(begin)
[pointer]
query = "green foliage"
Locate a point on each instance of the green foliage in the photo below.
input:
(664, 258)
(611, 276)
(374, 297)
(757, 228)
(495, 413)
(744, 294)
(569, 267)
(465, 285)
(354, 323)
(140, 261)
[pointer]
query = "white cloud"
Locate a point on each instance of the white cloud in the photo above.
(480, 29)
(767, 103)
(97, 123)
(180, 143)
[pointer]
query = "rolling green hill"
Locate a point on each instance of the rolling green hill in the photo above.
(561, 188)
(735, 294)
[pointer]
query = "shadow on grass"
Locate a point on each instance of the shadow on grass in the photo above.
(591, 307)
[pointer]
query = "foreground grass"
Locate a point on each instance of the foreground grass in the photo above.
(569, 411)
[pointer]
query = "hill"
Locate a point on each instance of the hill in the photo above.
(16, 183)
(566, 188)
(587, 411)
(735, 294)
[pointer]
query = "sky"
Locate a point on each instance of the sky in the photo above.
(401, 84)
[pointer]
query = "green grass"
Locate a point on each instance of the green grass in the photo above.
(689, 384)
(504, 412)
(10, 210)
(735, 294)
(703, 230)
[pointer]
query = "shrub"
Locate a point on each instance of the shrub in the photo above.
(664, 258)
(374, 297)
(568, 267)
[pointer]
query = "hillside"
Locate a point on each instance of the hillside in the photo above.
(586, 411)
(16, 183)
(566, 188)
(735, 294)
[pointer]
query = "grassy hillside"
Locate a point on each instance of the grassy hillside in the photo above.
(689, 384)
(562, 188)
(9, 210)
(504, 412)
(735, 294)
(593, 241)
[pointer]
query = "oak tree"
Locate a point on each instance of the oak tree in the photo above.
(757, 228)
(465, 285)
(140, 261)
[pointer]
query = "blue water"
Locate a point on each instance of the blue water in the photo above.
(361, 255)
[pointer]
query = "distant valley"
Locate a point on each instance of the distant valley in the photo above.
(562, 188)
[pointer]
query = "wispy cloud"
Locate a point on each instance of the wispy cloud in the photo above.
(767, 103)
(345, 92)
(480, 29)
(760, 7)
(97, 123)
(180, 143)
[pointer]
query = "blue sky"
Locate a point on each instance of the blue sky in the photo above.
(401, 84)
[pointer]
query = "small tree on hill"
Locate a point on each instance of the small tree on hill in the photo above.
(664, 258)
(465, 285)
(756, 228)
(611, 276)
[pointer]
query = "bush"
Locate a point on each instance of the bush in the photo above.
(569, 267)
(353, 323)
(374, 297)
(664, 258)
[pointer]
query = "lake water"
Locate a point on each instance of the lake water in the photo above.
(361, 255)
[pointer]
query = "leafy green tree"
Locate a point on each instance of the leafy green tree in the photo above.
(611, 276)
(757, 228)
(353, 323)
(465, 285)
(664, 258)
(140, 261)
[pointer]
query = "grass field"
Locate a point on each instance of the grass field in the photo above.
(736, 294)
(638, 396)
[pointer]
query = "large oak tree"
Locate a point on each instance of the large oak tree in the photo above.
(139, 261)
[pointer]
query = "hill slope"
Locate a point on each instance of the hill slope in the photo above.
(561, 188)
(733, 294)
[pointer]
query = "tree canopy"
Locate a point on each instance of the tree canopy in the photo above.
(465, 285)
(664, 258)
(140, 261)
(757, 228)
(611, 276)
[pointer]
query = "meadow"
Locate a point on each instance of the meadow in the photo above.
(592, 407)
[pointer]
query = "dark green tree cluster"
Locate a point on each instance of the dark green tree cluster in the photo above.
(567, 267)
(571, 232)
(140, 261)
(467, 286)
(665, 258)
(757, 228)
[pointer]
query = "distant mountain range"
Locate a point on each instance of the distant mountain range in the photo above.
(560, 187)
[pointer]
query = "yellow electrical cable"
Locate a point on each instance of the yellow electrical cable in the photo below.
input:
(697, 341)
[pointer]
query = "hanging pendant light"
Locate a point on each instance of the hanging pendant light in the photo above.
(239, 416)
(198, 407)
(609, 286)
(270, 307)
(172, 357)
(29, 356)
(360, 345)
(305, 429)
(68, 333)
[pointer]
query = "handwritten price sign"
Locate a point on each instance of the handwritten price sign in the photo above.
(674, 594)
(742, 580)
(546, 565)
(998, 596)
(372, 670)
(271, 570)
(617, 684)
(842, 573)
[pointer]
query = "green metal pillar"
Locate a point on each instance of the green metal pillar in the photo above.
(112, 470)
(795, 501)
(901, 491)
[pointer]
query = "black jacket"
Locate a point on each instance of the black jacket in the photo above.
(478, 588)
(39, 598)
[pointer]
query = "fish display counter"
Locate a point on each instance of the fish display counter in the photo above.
(end)
AIM OF THE TASK: Reproduce every line of the data verbatim.

PROBLEM SOLUTION:
[pointer]
query = "green foliage"
Locate a point on each instance of the green foliage in the photo below.
input:
(664, 258)
(611, 276)
(374, 297)
(757, 228)
(495, 413)
(744, 294)
(569, 267)
(465, 285)
(354, 323)
(140, 261)
[pointer]
query = "white cloud"
Locate a point on each instance of the white cloud in the photo above.
(480, 29)
(767, 103)
(97, 123)
(180, 143)
[pointer]
query = "rolling green hill"
Locate a point on each instance of the rolling green hill in the photo above.
(561, 188)
(735, 294)
[pointer]
query = "shadow on grass"
Locate a point on each instance of the shadow on grass in the photo above.
(591, 307)
[pointer]
query = "foreground grass"
Locate a point on each instance of the foreground grass in the photo above.
(569, 411)
[pointer]
query = "hill"
Locate a point on each instance of the hill in the photo above.
(16, 183)
(566, 188)
(587, 411)
(735, 294)
[pointer]
query = "sky"
Locate a point on each instance of the sky in the photo above.
(401, 84)
[pointer]
query = "green grass"
Locate a point on each instance of the green grass in the photo above.
(689, 384)
(504, 412)
(10, 210)
(735, 294)
(703, 230)
[pointer]
query = "shrub"
Locate a point on each instance of the shrub in the photo above.
(664, 258)
(374, 297)
(568, 267)
[pointer]
query = "hillside"
Locate a point on each instance of the hillside in the photo above.
(586, 411)
(16, 183)
(566, 188)
(735, 294)
[pointer]
query = "grassy hillside"
Locate a point on each instance of the grassy hillside in the photo above.
(689, 384)
(562, 188)
(9, 210)
(504, 412)
(735, 294)
(593, 241)
[pointer]
query = "oak tree"
Locate a point on each instance of the oak tree in the photo above.
(757, 228)
(465, 285)
(140, 261)
[pointer]
query = "blue water"
Locate a point on each instance of the blue water in the photo above.
(361, 255)
[pointer]
query = "distant valley"
Locate a point on each instance of the distant valley in the photo above.
(562, 188)
[pointer]
query = "wispy cloud"
Locate a point on each instance of the wispy cloud in the photo above.
(767, 103)
(345, 92)
(480, 29)
(760, 7)
(97, 123)
(180, 143)
[pointer]
query = "blue sky"
Locate a point on each instance of the blue sky in the photo above.
(401, 84)
[pointer]
query = "small tree on hill"
Locate a point on each instance of the small tree on hill in the photo above.
(664, 258)
(465, 285)
(756, 228)
(611, 276)
[pointer]
query = "bush"
Locate a point on each instance of the bush in the photo above.
(569, 267)
(353, 323)
(374, 297)
(664, 258)
[pointer]
query = "lake water"
Locate a point on each instance of the lake water in the photo above.
(361, 255)
[pointer]
query = "leafy green tree"
Locate a point on each instance of the leafy green tree in the photo above.
(611, 276)
(757, 228)
(353, 323)
(465, 285)
(664, 258)
(140, 261)
[pointer]
query = "grass field"
Locate a point on each instance of the grass field in the photo above.
(736, 294)
(638, 396)
[pointer]
query = "large oak tree"
Locate a point on each instance of the large oak tree in the photo above.
(139, 261)
[pointer]
query = "hill slope"
Locate a point on each instance of the hill slope in the photo above.
(561, 188)
(733, 294)
[pointer]
query = "tree canopy"
Locate a point on each instance of the tree canopy in the photo above.
(465, 285)
(664, 258)
(140, 261)
(757, 228)
(611, 276)
[pointer]
query = "meadow"
Locate a point on each instance of the meadow in the photo above.
(592, 407)
[pointer]
query = "dark green tree cluster"
Locate a point on each instance of the dark green tree cluster in the photo above.
(567, 267)
(571, 232)
(140, 261)
(467, 286)
(665, 258)
(757, 228)
[pointer]
query = "distant mountain range"
Locate a point on each instance of the distant mountain range in the photo above.
(560, 187)
[pointer]
query = "yellow electrical cable"
Locate a point on each instance of the yellow electrical cable in the photo below.
input:
(697, 341)
[pointer]
query = "hanging pendant light"
Locate a point on each instance of the hanging pendant light in the photo above.
(239, 416)
(198, 407)
(609, 286)
(270, 307)
(172, 357)
(29, 356)
(360, 345)
(305, 429)
(68, 333)
[pointer]
query = "handwritten price sign"
Locate a point on each instance of the handwritten price sign in the photo above.
(674, 594)
(742, 580)
(546, 565)
(998, 596)
(372, 670)
(271, 570)
(617, 684)
(842, 573)
[pointer]
query = "green metal pillar"
Locate a point on each instance of the green metal pillar in the photo above.
(112, 470)
(795, 501)
(901, 491)
[pointer]
query = "black jacket"
Locate a point on each instance of the black jacket in the photo above.
(478, 588)
(39, 598)
[pointer]
query = "fish display counter"
Locate a point on each instance of the fish display counter in the photo above.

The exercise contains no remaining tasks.